→ **Provided information**:
::::

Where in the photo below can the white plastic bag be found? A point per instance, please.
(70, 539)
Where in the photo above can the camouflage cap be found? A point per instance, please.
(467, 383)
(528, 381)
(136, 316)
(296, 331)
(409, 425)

::::

→ **Exercise instructions**: Copy every line of the records word for word.

→ **Task output**:
Where in the photo below can the white plastic bag be found? A point per instance, please.
(70, 539)
Where in the photo above can the camouflage cap be found? A point per instance, please.
(467, 383)
(528, 381)
(136, 316)
(296, 331)
(409, 425)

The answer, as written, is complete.